⟨
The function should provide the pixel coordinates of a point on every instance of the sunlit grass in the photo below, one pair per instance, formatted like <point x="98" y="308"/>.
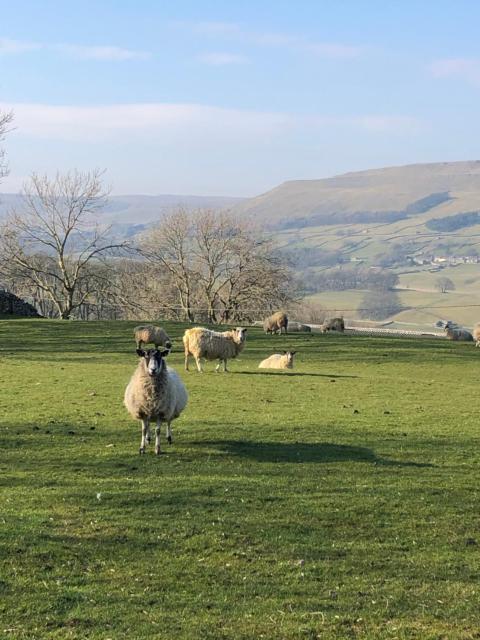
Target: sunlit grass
<point x="339" y="500"/>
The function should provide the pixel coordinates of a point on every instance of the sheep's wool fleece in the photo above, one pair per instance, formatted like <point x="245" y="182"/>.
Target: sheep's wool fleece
<point x="204" y="343"/>
<point x="276" y="361"/>
<point x="161" y="396"/>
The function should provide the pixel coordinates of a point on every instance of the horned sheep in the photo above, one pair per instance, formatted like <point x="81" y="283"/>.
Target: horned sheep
<point x="276" y="323"/>
<point x="213" y="345"/>
<point x="476" y="334"/>
<point x="278" y="361"/>
<point x="155" y="392"/>
<point x="150" y="333"/>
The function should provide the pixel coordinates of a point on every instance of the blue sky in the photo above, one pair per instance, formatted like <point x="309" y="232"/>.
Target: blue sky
<point x="233" y="98"/>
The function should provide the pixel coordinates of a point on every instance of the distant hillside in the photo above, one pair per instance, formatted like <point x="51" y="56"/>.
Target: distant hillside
<point x="376" y="217"/>
<point x="393" y="189"/>
<point x="131" y="210"/>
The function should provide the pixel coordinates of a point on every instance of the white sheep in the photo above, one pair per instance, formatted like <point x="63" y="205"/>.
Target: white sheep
<point x="457" y="333"/>
<point x="278" y="361"/>
<point x="213" y="345"/>
<point x="151" y="333"/>
<point x="476" y="334"/>
<point x="155" y="392"/>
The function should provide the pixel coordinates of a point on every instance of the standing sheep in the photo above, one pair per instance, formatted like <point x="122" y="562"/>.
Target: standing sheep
<point x="476" y="334"/>
<point x="333" y="324"/>
<point x="278" y="361"/>
<point x="151" y="333"/>
<point x="456" y="333"/>
<point x="276" y="323"/>
<point x="213" y="345"/>
<point x="155" y="392"/>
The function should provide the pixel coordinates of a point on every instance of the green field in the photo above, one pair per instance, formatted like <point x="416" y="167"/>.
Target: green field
<point x="417" y="292"/>
<point x="339" y="500"/>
⟩
WHAT TO WORK ON> Reproduce the listing from the line with "of the standing" through the end of the listing, changing every "green field" to "open pasture" and keeping everything else the same.

CORRECT RESPONSE>
The function should provide the pixel coordinates of a point on every instance of the standing sheep in the photo above, one pair per instance, formatted like <point x="122" y="562"/>.
Target: standing sheep
<point x="476" y="334"/>
<point x="333" y="324"/>
<point x="278" y="361"/>
<point x="151" y="333"/>
<point x="456" y="333"/>
<point x="276" y="323"/>
<point x="213" y="345"/>
<point x="155" y="392"/>
The function should provide the pixel coordinates of a point on every instance of the open pasture in the photo above, one pair per instance, formatted like <point x="416" y="167"/>.
Target: open pasture
<point x="417" y="292"/>
<point x="339" y="500"/>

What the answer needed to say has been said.